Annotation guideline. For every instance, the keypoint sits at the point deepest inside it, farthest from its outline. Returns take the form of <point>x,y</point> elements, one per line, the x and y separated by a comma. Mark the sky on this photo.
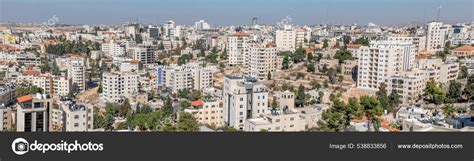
<point>236,12</point>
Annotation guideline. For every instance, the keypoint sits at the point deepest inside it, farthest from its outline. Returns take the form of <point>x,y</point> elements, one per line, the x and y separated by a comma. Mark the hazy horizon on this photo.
<point>224,12</point>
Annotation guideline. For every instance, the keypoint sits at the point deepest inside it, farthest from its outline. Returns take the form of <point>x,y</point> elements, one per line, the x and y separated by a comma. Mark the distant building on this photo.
<point>188,76</point>
<point>207,111</point>
<point>244,98</point>
<point>116,86</point>
<point>276,120</point>
<point>33,113</point>
<point>77,117</point>
<point>285,39</point>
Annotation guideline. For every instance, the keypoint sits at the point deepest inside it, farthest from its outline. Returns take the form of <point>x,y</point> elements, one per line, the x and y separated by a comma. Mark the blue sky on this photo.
<point>236,12</point>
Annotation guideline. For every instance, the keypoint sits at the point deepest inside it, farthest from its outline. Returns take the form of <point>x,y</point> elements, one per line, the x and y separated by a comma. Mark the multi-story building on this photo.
<point>202,25</point>
<point>409,85</point>
<point>285,39</point>
<point>237,48</point>
<point>33,113</point>
<point>207,111</point>
<point>435,36</point>
<point>188,76</point>
<point>244,98</point>
<point>116,86</point>
<point>77,73</point>
<point>6,119</point>
<point>448,71</point>
<point>463,51</point>
<point>383,59</point>
<point>287,100</point>
<point>276,120</point>
<point>112,49</point>
<point>50,84</point>
<point>260,61</point>
<point>77,117</point>
<point>144,53</point>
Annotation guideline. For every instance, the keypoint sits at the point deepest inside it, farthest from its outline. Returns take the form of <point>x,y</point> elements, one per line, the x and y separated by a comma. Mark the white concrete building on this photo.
<point>207,112</point>
<point>77,73</point>
<point>260,61</point>
<point>381,60</point>
<point>112,49</point>
<point>118,85</point>
<point>77,117</point>
<point>435,36</point>
<point>237,48</point>
<point>244,98</point>
<point>144,53</point>
<point>188,76</point>
<point>285,39</point>
<point>33,113</point>
<point>202,25</point>
<point>276,121</point>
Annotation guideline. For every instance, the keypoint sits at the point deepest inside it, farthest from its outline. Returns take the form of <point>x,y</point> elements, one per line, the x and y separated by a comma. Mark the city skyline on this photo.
<point>218,12</point>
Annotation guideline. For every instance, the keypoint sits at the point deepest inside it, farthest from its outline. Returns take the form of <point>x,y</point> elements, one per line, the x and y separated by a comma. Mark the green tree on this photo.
<point>434,92</point>
<point>310,68</point>
<point>321,96</point>
<point>463,73</point>
<point>125,108</point>
<point>394,100</point>
<point>314,83</point>
<point>168,106</point>
<point>331,121</point>
<point>187,123</point>
<point>310,56</point>
<point>185,104</point>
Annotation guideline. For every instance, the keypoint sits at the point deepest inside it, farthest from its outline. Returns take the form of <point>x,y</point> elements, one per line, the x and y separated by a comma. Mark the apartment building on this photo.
<point>409,85</point>
<point>116,86</point>
<point>77,116</point>
<point>237,48</point>
<point>448,71</point>
<point>33,113</point>
<point>207,112</point>
<point>6,120</point>
<point>276,121</point>
<point>50,84</point>
<point>435,36</point>
<point>286,100</point>
<point>463,51</point>
<point>260,61</point>
<point>244,98</point>
<point>112,49</point>
<point>285,39</point>
<point>381,60</point>
<point>187,76</point>
<point>77,73</point>
<point>143,53</point>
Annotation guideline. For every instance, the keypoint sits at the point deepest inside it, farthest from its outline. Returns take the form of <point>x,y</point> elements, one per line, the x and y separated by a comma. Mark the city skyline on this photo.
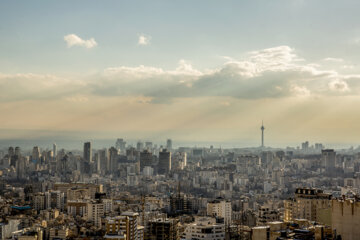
<point>212,75</point>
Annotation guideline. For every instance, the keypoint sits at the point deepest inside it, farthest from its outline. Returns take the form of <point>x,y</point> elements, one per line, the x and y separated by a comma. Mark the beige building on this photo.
<point>204,228</point>
<point>58,233</point>
<point>126,224</point>
<point>345,215</point>
<point>310,204</point>
<point>163,229</point>
<point>95,211</point>
<point>92,188</point>
<point>220,208</point>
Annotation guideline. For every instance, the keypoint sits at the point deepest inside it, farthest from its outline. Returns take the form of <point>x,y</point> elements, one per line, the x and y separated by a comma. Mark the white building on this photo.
<point>204,228</point>
<point>94,213</point>
<point>220,208</point>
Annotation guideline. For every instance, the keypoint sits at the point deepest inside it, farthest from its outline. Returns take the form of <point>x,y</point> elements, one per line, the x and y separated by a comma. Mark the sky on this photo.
<point>193,71</point>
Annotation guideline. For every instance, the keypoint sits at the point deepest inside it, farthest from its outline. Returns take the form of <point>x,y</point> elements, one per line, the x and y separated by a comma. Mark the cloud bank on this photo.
<point>74,40</point>
<point>144,40</point>
<point>269,73</point>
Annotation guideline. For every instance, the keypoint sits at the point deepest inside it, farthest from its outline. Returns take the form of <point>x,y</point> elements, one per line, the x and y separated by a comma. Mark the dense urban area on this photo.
<point>153,192</point>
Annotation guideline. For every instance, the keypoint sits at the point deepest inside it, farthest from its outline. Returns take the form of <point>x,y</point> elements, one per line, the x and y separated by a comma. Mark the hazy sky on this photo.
<point>189,70</point>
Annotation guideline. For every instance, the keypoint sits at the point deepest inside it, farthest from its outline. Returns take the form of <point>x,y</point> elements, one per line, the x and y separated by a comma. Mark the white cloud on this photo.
<point>269,73</point>
<point>339,86</point>
<point>74,40</point>
<point>144,39</point>
<point>338,60</point>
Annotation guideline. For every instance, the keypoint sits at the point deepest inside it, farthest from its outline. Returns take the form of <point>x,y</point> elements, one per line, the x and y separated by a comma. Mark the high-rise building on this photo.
<point>163,229</point>
<point>35,157</point>
<point>205,228</point>
<point>18,151</point>
<point>345,218</point>
<point>87,152</point>
<point>139,146</point>
<point>95,211</point>
<point>104,160</point>
<point>220,208</point>
<point>148,145</point>
<point>164,162</point>
<point>145,159</point>
<point>113,155</point>
<point>54,151</point>
<point>169,144</point>
<point>310,204</point>
<point>126,224</point>
<point>120,145</point>
<point>328,157</point>
<point>54,199</point>
<point>262,134</point>
<point>11,152</point>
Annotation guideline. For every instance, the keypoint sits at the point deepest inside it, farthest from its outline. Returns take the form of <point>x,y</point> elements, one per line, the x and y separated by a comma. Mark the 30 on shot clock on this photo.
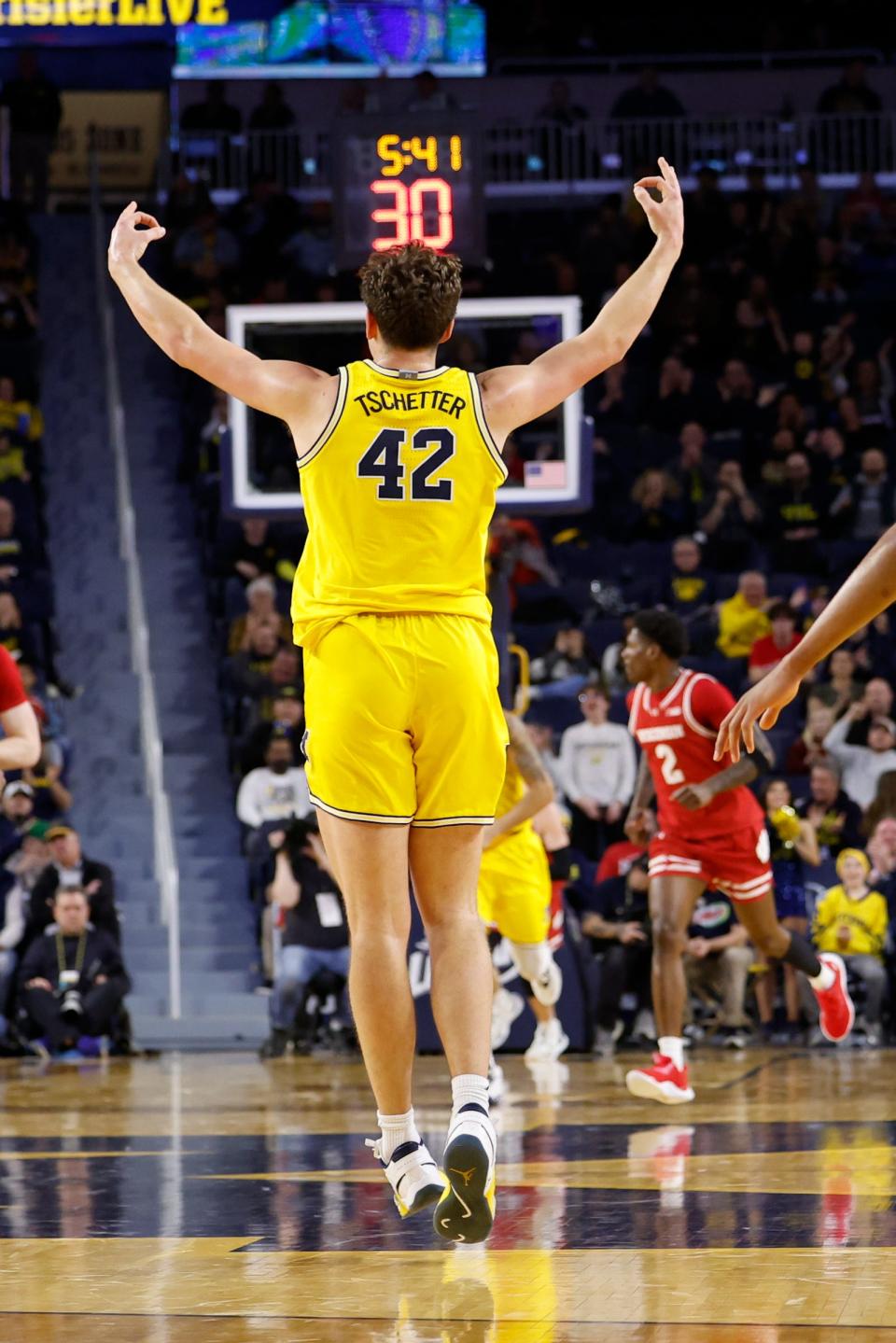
<point>409,179</point>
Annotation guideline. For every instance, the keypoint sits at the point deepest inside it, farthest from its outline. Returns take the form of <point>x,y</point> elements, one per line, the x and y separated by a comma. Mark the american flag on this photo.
<point>547,476</point>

◆ ◆ ◆ ◆ ◆

Problem details
Every picture stays out; reproduce exactly the lines from the one with "cloud on this photo." through the last line of the data above.

Solution below
Annotation guideline. For every instance, the keypoint sits at the point deepest inside it, farthest from its outline. Returns take the form of <point>x,y</point> elements, one per line, the x and y separated by a comma. Mark the white cloud on this photo.
<point>269,73</point>
<point>339,86</point>
<point>74,40</point>
<point>144,39</point>
<point>338,60</point>
Annotation guideline. For every instance, the keypoint sits at the point deepest inside it, farthest from its outline. Returns take the form of <point>x,y</point> elements, one per line, the x and y separated by a comma. Mark the high-rise building on this photo.
<point>163,229</point>
<point>35,157</point>
<point>205,228</point>
<point>18,151</point>
<point>345,218</point>
<point>87,152</point>
<point>139,146</point>
<point>95,211</point>
<point>104,160</point>
<point>220,208</point>
<point>148,145</point>
<point>164,162</point>
<point>145,159</point>
<point>113,155</point>
<point>54,151</point>
<point>169,144</point>
<point>310,204</point>
<point>126,224</point>
<point>120,145</point>
<point>328,157</point>
<point>54,199</point>
<point>262,134</point>
<point>11,152</point>
Annotation guideline. For every instance, the keypoint sits at the point deepest inside it, farthest from its outline. Returns take the form of <point>x,y</point> elements, one per line, the x and y separated by a comma. Mark the 30 on shot clock on this photo.
<point>409,179</point>
Annotation guideline. For every instance, the keypoint sits at the point deepest inside it, farthest from its outline. Returns take the form of <point>x,y</point> elements, one per line, the x and y separated by a comma. Mark the american flag on this photo.
<point>547,476</point>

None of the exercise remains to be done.